TASK STATEMENT =
Pictures excluded, retype the lines from the one containing "# test: mark the green foliage, one" through the last line of the data below, both included.
══════════
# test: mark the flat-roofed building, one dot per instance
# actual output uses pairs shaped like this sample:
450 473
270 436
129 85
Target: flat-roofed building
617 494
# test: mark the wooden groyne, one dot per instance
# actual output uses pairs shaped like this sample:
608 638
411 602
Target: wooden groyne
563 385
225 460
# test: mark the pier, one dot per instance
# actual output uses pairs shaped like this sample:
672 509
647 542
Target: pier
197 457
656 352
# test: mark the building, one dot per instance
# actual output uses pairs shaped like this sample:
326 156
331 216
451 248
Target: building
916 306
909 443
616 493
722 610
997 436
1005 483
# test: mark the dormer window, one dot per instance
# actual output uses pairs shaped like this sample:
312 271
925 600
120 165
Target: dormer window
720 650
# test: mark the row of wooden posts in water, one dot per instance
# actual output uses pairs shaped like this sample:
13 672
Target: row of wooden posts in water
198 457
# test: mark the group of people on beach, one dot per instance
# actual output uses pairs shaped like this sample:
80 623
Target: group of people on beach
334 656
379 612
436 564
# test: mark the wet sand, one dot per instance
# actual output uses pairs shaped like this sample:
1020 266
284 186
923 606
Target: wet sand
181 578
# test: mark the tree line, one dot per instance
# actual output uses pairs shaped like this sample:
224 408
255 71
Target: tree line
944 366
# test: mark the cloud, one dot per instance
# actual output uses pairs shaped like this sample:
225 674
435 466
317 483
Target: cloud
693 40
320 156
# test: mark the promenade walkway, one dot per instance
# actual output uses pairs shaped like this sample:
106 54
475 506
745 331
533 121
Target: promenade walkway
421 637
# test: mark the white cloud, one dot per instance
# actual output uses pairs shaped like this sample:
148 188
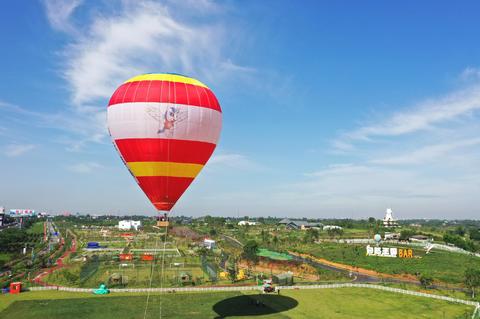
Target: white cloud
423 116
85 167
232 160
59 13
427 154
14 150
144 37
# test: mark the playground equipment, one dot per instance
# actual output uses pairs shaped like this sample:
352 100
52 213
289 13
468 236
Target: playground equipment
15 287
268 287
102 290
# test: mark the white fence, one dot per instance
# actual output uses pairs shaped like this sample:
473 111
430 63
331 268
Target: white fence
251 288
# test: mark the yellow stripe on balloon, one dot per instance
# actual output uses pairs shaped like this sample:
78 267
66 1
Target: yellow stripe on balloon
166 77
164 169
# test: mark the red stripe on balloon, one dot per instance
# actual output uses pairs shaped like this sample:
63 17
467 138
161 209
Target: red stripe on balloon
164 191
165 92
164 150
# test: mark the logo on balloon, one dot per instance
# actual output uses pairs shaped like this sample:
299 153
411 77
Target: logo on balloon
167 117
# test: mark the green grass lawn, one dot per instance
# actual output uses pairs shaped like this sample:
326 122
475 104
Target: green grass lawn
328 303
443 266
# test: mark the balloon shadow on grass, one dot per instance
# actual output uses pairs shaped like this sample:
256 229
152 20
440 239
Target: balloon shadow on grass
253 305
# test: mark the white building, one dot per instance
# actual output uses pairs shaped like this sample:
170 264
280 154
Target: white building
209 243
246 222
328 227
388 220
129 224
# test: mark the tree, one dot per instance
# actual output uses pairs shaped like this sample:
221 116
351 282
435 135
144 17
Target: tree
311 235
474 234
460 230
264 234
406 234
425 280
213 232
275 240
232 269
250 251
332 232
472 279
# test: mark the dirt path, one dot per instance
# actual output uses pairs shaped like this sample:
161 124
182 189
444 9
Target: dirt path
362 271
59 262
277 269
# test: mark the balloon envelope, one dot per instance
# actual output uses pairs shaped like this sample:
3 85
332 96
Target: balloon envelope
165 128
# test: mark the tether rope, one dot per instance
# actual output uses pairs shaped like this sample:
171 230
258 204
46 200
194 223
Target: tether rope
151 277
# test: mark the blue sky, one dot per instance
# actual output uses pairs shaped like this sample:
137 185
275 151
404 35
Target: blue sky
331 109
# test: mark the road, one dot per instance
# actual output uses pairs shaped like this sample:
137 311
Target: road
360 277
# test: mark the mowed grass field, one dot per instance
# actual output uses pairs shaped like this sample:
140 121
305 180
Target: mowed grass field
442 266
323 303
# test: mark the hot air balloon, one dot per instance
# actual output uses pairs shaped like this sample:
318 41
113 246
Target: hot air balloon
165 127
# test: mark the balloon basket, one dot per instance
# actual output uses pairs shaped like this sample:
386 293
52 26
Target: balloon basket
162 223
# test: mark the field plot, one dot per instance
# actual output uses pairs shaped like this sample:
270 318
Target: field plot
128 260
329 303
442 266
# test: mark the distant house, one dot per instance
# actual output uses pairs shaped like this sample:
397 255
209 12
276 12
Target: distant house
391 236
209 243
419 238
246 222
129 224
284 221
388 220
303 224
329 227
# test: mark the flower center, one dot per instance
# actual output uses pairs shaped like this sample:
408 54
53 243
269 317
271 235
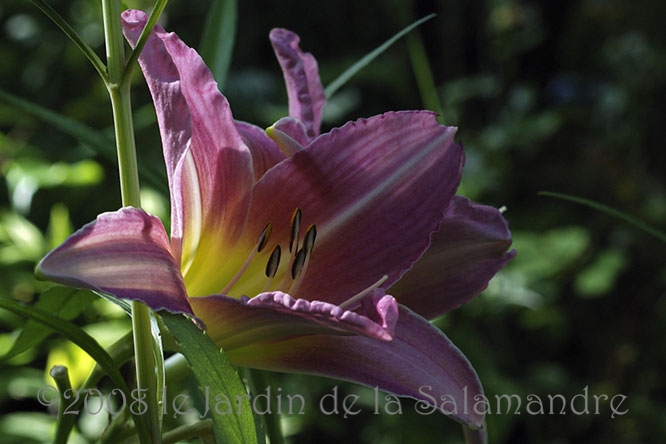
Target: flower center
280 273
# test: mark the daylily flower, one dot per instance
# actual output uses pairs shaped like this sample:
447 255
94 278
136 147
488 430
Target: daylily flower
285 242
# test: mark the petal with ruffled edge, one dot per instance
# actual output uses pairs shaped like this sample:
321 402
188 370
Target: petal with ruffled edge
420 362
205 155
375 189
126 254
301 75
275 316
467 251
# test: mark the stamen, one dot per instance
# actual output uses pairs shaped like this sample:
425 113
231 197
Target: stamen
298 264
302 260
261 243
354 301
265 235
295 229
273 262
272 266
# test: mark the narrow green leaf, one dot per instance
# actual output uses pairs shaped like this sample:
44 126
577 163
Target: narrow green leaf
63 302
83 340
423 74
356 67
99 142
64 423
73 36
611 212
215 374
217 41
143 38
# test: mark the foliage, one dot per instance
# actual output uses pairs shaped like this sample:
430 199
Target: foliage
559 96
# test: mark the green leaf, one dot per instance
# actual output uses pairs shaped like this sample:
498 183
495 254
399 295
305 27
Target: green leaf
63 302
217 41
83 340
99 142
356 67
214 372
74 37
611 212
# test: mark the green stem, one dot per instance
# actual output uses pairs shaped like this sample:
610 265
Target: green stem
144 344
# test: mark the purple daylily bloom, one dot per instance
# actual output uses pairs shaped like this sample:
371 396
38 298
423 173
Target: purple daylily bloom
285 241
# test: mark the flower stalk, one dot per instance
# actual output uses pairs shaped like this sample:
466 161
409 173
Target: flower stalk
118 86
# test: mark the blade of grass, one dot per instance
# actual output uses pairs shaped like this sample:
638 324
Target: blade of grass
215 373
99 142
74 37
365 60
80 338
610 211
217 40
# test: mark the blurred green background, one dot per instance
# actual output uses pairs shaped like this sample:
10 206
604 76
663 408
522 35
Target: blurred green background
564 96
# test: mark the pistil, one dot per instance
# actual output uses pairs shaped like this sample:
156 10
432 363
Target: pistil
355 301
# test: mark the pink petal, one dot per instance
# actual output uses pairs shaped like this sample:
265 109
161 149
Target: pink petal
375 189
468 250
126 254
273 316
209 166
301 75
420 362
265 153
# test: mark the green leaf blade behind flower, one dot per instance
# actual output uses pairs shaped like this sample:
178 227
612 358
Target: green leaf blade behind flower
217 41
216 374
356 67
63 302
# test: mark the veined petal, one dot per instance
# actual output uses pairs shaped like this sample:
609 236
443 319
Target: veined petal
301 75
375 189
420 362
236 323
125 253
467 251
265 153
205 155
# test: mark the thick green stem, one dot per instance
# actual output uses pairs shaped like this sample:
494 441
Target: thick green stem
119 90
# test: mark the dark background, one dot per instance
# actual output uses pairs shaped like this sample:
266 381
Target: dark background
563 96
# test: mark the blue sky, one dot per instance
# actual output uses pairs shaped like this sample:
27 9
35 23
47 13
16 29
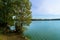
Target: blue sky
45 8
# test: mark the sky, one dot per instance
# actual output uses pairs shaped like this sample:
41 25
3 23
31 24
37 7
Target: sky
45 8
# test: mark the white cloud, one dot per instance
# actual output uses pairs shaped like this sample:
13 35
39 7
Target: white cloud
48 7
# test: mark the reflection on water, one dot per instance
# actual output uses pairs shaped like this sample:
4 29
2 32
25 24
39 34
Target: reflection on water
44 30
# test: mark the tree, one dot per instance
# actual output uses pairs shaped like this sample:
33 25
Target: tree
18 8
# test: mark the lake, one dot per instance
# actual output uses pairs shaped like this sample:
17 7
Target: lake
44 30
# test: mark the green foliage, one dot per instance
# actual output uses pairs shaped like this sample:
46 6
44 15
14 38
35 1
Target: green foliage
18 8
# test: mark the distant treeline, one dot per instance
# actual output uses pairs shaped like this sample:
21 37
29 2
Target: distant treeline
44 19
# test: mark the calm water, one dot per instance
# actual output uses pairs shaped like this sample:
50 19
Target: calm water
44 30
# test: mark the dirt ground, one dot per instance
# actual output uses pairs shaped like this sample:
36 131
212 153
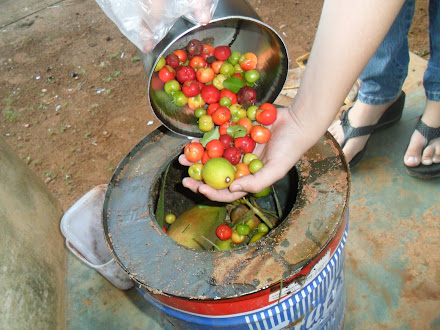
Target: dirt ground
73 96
══════════
COMPLETE ANSWER =
# test: mark the green foliage, one dot per instance
# actual output uses pairs shaped like this sample:
46 6
44 15
14 38
35 1
Target: green foliage
18 8
# test: mark the distant treeline, one dot per instance
# actual output uses pairs shaped like this sample:
21 37
29 2
Target: distant treeline
44 19
# test: mark the calm water, one dot per instance
# actual output uses pairs shaped like this sample:
50 19
Target: calm water
44 30
# test: mark the dirt ground, one dot per instance
# actual output uses pairs shaped like this sample:
36 131
212 153
Target: dirt ground
73 96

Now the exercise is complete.